*About this task*: Below are entries; tally how many lines hold the string "each" and answer with only that figure.

*Records from a data source*:
________
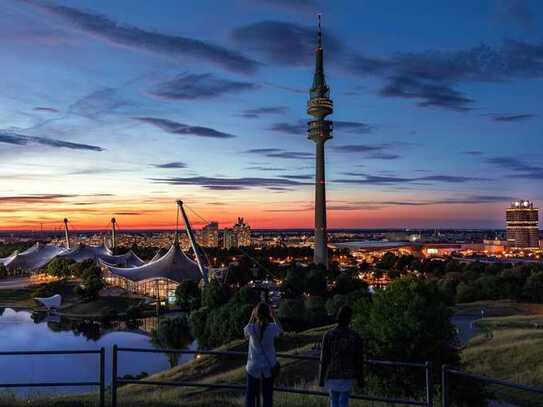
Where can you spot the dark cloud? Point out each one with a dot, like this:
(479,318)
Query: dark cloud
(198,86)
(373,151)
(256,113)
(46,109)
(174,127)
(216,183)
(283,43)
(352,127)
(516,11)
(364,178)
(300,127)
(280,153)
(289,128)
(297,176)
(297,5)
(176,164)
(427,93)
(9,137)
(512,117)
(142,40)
________
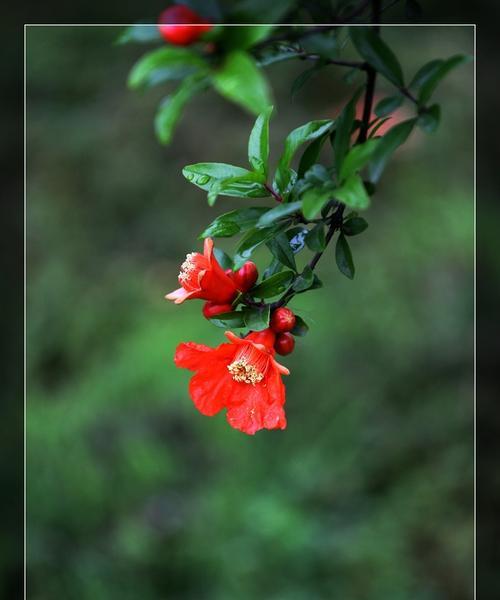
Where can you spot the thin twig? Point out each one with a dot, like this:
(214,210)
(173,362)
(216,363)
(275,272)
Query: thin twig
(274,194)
________
*Solution*: 2